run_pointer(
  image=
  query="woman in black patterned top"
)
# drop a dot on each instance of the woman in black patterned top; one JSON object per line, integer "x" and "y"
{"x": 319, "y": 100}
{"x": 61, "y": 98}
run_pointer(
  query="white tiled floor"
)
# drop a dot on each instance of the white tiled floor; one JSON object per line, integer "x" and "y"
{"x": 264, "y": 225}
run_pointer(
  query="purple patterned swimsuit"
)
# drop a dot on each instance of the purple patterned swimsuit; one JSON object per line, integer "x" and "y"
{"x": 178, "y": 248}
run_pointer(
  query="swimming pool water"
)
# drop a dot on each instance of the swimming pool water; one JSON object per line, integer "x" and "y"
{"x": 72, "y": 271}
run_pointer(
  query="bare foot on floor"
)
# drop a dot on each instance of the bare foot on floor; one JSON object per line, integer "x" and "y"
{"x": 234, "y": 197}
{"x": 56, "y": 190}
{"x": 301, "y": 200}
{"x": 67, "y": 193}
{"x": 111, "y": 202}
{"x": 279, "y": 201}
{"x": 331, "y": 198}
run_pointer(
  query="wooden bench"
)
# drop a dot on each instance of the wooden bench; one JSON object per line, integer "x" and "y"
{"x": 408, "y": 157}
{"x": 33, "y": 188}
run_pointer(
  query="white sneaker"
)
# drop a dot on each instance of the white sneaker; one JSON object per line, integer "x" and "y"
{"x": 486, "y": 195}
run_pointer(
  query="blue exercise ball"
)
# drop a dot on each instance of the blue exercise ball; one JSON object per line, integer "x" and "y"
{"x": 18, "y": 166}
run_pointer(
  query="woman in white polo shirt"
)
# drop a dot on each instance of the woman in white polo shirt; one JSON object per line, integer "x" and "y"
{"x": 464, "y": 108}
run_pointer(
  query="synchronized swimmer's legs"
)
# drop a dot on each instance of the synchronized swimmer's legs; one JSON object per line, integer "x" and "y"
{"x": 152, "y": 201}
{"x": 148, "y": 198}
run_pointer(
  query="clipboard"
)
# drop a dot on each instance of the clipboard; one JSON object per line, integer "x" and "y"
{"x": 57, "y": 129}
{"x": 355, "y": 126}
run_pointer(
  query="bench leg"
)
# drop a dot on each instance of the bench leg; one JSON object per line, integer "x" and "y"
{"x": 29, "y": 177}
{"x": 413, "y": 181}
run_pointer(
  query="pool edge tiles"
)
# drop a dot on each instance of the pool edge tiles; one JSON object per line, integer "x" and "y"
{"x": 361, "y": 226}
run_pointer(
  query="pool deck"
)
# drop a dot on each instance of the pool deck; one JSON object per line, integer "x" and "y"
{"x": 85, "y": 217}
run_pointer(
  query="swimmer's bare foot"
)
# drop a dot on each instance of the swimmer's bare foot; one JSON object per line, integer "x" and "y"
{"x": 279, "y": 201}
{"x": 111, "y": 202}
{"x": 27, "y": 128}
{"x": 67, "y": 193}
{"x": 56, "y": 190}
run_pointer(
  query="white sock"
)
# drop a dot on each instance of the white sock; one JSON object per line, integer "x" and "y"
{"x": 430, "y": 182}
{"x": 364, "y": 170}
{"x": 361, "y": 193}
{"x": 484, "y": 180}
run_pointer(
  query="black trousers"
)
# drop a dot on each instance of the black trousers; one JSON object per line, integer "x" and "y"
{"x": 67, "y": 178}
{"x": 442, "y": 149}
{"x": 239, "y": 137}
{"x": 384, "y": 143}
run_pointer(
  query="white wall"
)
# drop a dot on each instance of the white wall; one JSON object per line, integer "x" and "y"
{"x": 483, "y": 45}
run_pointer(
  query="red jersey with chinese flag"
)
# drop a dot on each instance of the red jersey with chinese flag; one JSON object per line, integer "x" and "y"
..............................
REQUIRED TASK: Reproduce the entries above in full by retyping them exactly.

ANSWER IN FULL:
run_pointer(
  image=
  query="woman in black patterned top"
)
# drop a dot on each instance of the woman in black patterned top; one JSON object per line, integer "x" and "y"
{"x": 319, "y": 100}
{"x": 61, "y": 98}
run_pointer(
  query="white tiled floor"
)
# drop a dot on each instance of the white tiled floor; one JSON object per line, integer "x" and "y"
{"x": 264, "y": 225}
run_pointer(
  query="purple patterned swimsuit"
)
# drop a dot on each instance of the purple patterned swimsuit; one JSON object per line, integer "x" and "y"
{"x": 178, "y": 248}
run_pointer(
  query="swimming pool water"
)
# drop a dot on each instance of the swimming pool water; one JSON object per line, integer "x" and "y"
{"x": 72, "y": 271}
run_pointer(
  query="bare foot on floor"
)
# drop a dot on each instance of the bare foot on floor; one JSON object per line, integer "x" and "y"
{"x": 234, "y": 197}
{"x": 56, "y": 190}
{"x": 301, "y": 200}
{"x": 67, "y": 193}
{"x": 111, "y": 202}
{"x": 279, "y": 201}
{"x": 331, "y": 198}
run_pointer(
  query="wooden bench"
)
# drop a dot on each instance of the wooden bench; one JSON object per line, integer "x" and "y"
{"x": 408, "y": 157}
{"x": 33, "y": 188}
run_pointer(
  query="white sneaker"
)
# drop a dot on each instance of the white sneaker; one JSON object per line, integer "x" and "y"
{"x": 486, "y": 195}
run_pointer(
  query="blue exercise ball"
)
# drop a dot on each instance of the blue exercise ball; one JSON object per line, integer "x" and "y"
{"x": 18, "y": 166}
run_pointer(
  query="woman in white polo shirt"
)
# drop a dot on each instance of the woman in white polo shirt; one JSON object per line, integer "x" and "y"
{"x": 464, "y": 108}
run_pointer(
  query="synchronized swimmer's legs"
)
# drop a dot on each instance of the synchronized swimmer's legs; one JSON object per line, integer "x" and "y"
{"x": 152, "y": 201}
{"x": 148, "y": 198}
run_pointer(
  query="clipboard"
)
# drop a dot on each instance of the clipboard; one JSON object per line, integer "x" and "y"
{"x": 57, "y": 129}
{"x": 355, "y": 126}
run_pointer(
  query="bench leg"
)
# drop a dot on each instance of the bench leg; one JSON object per line, integer "x" and "y"
{"x": 29, "y": 177}
{"x": 413, "y": 181}
run_pointer(
  query="pool edge tiles"
)
# drop a dot on each instance of the pool edge tiles; one JSON object per line, integer "x" and "y"
{"x": 361, "y": 226}
run_pointer(
  query="pool deck"
)
# drop a dot on each instance of the pool deck; one JSON object per line, integer "x" and "y"
{"x": 85, "y": 217}
run_pointer(
  query="swimmer's bare foot"
)
# drop a dot on each instance of the swimmer's bare foot; one JSON object per line, integer "x" and "y"
{"x": 279, "y": 201}
{"x": 111, "y": 202}
{"x": 27, "y": 128}
{"x": 67, "y": 193}
{"x": 56, "y": 190}
run_pointer(
  query="white sock"
)
# drop a dot on each instance of the white sock; one JSON object per line, integer "x" and "y"
{"x": 430, "y": 182}
{"x": 364, "y": 170}
{"x": 361, "y": 193}
{"x": 484, "y": 180}
run_pointer(
  query="black trousers"
)
# drop a dot on each instance of the black trousers; one JSON object per line, integer "x" and "y"
{"x": 67, "y": 178}
{"x": 442, "y": 149}
{"x": 239, "y": 137}
{"x": 384, "y": 143}
run_pointer(
  query="white wall"
)
# drop a dot on each instance of the white wall; one JSON object per line, integer "x" and "y"
{"x": 483, "y": 45}
run_pointer(
  query="red jersey with chinese flag"
)
# drop a dot on each instance of the red jersey with chinese flag; one JSON object per line, integer "x" and "y"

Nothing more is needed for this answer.